=== WHAT TO DO ===
List all lines of the data containing the word "puppy".

=== DATA EXTRACT ===

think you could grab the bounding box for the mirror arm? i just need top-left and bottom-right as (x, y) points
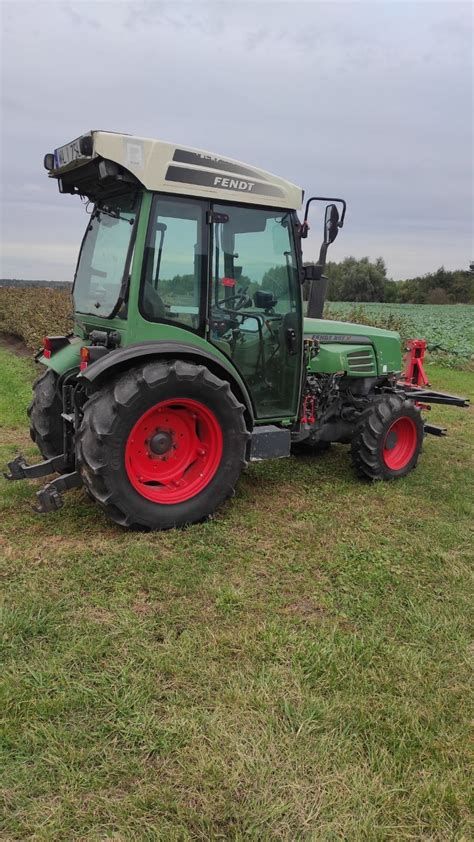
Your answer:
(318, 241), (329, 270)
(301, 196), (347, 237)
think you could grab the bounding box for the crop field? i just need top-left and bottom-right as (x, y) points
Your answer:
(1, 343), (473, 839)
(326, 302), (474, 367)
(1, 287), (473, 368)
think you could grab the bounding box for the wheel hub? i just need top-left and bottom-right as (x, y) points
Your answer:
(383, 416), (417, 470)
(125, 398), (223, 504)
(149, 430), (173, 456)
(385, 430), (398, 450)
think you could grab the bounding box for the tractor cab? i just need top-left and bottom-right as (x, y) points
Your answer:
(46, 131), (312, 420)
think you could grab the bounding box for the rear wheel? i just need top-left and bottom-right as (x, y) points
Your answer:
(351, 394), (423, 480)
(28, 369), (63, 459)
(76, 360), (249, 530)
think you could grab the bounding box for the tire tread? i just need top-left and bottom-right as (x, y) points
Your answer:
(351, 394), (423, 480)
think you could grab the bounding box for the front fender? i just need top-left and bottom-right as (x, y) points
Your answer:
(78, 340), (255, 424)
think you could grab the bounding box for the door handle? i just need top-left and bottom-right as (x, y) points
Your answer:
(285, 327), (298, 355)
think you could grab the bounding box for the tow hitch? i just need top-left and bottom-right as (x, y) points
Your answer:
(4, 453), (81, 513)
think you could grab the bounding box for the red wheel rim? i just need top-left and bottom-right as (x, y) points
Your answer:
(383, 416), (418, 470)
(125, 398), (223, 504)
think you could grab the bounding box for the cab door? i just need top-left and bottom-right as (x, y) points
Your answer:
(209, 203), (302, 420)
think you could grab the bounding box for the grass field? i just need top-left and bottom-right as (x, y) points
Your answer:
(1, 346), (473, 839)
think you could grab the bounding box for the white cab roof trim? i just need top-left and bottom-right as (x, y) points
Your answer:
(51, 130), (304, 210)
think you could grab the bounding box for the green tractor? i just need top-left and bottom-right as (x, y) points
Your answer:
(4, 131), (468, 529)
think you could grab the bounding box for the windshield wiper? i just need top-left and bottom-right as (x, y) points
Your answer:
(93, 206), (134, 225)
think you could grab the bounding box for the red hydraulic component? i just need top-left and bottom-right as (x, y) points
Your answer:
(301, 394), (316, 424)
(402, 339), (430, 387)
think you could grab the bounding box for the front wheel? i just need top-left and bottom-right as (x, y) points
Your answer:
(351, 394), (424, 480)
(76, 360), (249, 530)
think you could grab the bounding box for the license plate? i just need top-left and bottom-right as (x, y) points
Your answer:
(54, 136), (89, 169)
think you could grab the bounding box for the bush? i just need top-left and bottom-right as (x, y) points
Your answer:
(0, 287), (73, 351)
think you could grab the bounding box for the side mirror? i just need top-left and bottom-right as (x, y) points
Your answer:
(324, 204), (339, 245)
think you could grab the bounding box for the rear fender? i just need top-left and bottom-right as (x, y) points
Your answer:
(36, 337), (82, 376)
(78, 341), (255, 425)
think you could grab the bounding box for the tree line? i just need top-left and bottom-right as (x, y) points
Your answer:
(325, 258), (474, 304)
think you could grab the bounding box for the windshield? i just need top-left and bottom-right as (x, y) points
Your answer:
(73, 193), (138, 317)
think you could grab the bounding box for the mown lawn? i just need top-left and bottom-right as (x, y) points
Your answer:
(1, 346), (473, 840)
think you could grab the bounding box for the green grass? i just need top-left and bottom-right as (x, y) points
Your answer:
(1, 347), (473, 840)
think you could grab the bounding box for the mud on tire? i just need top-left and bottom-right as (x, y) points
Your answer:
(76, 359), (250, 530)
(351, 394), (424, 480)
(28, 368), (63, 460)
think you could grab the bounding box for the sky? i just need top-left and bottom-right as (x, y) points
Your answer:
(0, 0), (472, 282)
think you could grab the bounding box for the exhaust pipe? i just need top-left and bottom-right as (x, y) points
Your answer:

--

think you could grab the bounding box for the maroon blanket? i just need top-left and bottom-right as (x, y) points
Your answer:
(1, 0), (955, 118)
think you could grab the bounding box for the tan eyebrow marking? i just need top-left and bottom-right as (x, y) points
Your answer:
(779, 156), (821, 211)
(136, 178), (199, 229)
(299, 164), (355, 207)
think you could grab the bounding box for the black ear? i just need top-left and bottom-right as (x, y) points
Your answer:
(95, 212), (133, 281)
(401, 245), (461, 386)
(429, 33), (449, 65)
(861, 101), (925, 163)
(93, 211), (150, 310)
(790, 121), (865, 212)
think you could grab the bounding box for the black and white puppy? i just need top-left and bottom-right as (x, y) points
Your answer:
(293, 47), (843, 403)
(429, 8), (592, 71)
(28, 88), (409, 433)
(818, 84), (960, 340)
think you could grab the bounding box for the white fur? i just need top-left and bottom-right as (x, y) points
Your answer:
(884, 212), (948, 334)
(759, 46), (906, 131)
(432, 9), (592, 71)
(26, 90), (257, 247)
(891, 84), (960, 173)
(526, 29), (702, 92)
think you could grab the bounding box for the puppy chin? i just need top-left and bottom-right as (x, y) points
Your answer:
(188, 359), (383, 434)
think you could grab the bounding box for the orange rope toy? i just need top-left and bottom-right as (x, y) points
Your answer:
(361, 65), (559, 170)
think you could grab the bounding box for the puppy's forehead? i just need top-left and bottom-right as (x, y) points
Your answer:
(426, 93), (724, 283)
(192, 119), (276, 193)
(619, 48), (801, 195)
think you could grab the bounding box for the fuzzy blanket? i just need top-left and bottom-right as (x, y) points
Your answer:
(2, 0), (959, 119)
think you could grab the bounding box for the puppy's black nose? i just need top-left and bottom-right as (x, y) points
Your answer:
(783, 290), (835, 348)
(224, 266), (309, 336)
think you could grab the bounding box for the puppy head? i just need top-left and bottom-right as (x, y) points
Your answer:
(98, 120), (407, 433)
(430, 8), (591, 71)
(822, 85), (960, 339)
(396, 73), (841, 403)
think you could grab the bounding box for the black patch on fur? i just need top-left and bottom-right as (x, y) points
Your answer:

=== EXERCISE RESULT ===
think you could grab the bounding box for the black and white puppy? i just need top-left and bottom-right as (x, y) points
think you could grab the bounding box for the puppy chin? i just need top-left and bottom-right as (x, y) points
think you could grab the bounding box for the puppy's forehead? i just need top-left and bottom-right as (x, y) points
think you could grab the bounding box for the puppy's black nose? i just need top-left and bottom-right as (x, y) points
think you could grab the bounding box for the puppy head? i just need top-left and bottom-right as (x, y) points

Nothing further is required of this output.